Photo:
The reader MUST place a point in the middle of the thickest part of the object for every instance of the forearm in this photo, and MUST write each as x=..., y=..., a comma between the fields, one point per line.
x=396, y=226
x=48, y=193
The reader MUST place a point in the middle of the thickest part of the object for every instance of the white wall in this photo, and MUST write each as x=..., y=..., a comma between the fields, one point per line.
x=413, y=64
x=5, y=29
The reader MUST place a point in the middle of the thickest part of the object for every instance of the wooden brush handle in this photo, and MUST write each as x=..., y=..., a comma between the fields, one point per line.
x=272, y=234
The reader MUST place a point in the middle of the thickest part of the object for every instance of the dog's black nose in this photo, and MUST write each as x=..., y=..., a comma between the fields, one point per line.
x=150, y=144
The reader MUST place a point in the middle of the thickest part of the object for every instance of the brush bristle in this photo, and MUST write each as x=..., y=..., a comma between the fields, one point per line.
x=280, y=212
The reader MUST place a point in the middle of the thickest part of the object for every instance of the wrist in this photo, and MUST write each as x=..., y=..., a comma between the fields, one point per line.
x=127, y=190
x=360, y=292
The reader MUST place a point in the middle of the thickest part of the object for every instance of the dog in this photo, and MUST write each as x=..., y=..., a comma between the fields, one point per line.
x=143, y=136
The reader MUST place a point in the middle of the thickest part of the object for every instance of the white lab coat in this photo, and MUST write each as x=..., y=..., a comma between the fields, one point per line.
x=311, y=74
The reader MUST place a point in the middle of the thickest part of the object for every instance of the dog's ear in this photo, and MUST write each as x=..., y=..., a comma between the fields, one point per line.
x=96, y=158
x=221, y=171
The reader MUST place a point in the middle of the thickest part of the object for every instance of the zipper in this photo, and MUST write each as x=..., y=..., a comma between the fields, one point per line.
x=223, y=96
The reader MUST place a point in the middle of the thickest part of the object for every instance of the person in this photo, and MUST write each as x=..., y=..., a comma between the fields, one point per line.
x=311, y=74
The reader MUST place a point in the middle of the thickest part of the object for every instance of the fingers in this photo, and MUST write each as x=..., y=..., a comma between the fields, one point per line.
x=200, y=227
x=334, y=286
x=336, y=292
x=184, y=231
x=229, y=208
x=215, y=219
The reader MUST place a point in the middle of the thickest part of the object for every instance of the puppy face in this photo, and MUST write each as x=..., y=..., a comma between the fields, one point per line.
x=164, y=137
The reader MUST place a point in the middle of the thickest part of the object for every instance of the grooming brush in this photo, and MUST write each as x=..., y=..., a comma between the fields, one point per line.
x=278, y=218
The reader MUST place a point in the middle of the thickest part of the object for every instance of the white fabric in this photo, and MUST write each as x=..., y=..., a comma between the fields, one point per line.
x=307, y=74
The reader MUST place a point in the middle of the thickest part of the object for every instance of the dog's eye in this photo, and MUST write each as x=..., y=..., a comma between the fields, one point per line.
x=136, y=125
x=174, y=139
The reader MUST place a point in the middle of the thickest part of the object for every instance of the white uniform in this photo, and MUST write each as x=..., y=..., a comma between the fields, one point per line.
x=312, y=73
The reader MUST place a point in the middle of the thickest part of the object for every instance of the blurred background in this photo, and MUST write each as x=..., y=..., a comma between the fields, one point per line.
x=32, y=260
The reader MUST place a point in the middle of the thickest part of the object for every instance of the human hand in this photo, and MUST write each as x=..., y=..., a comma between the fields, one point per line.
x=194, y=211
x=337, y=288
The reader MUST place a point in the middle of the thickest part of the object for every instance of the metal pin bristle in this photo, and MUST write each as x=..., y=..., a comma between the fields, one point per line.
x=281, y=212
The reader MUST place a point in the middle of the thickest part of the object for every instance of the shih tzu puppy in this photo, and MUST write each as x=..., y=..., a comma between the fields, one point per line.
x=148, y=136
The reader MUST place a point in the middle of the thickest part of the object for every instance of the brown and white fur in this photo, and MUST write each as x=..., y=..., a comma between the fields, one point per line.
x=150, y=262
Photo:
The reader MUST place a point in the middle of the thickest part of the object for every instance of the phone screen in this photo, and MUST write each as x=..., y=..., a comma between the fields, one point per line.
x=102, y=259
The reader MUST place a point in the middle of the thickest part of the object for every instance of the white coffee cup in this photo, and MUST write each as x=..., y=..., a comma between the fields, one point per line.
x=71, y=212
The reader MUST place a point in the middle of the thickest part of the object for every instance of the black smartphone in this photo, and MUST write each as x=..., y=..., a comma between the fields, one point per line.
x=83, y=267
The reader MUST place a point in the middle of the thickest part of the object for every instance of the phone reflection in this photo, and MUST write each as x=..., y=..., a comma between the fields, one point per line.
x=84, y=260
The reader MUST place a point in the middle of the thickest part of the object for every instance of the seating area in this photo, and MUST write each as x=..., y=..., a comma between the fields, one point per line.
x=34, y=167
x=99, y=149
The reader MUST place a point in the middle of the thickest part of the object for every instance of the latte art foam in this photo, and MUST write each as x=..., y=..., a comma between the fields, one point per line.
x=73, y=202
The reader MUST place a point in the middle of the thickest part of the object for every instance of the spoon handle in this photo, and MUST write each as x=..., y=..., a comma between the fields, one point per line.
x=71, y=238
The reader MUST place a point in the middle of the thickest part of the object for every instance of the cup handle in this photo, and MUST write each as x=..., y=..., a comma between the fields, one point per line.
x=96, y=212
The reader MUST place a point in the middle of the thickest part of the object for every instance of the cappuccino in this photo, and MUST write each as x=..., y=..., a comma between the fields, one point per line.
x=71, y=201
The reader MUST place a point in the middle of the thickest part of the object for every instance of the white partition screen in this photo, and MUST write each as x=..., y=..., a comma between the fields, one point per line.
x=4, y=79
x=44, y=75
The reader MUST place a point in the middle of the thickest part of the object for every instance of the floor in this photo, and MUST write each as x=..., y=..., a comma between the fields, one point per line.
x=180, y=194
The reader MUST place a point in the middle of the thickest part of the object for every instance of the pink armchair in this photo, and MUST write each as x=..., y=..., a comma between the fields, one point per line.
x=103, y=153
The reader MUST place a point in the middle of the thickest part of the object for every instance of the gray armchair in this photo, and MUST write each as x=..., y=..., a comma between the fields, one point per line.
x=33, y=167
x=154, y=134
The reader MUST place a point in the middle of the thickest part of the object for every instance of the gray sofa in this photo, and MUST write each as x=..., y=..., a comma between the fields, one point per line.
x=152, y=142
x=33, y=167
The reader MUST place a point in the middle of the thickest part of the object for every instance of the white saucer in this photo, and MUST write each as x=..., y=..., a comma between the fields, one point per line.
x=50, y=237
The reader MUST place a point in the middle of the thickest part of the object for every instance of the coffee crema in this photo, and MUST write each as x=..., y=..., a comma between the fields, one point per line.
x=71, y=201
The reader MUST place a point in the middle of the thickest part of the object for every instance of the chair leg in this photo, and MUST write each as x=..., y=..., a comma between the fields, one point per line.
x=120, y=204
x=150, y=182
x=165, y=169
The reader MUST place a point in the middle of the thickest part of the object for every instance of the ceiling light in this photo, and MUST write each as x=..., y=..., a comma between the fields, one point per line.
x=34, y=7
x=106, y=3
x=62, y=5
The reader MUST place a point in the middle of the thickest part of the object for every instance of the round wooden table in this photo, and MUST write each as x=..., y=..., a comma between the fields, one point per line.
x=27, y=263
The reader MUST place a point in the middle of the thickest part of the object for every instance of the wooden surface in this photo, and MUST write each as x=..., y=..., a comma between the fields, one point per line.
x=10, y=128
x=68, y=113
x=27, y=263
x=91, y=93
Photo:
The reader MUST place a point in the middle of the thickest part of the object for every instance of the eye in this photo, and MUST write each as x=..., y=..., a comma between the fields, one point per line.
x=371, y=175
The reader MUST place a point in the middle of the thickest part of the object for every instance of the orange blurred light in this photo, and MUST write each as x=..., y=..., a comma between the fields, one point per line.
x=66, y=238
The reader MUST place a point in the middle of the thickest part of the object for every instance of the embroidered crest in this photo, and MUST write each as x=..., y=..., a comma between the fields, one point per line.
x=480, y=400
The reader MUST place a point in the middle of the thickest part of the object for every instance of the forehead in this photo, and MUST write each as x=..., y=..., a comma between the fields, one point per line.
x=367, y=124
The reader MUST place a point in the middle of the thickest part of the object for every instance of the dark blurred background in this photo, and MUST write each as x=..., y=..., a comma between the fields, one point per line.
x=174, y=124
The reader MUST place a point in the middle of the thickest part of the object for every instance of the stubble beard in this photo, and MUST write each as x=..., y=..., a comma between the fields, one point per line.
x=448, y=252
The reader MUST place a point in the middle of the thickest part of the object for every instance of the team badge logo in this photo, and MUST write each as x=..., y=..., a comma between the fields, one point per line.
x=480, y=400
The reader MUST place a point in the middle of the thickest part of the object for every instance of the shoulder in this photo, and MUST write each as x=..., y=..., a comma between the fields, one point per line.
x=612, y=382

§ What you are asked to do
Write out each line exactly, beginning at the one with "of the forehead" and ending at the final line of the records above, with nothing added.

§ Answer section
The reader MUST place a point in the middle of the thickest part of the object for every instance of the forehead in this photo, and MUST write each as x=..., y=..., a comma between the fields, one point per line.
x=367, y=124
The reader MUST place a point in the middle of the thickest part of the object for every instance of the dark blurred background in this photo, and MUST write each as x=..., y=..., a comma between the fields, one point per line.
x=174, y=124
The reader MUST place a point in the middle of the thickest part of the object for every instance of the stubble beard in this photo, and MUST write each as x=..., y=..., a comma between the fields, one point per line.
x=448, y=252
The reader MUST place a point in the middle of the thickest part of the object for every instance of the team badge logo in this photo, and MUST write each as x=..., y=..., a comma between the fields, one point per line.
x=480, y=400
The reader MUST place a point in the middle of the thickest part of the object for every instance of the shoulder in this photo, and MUST write each as x=..., y=..., a comma between the fields, one point per line.
x=612, y=382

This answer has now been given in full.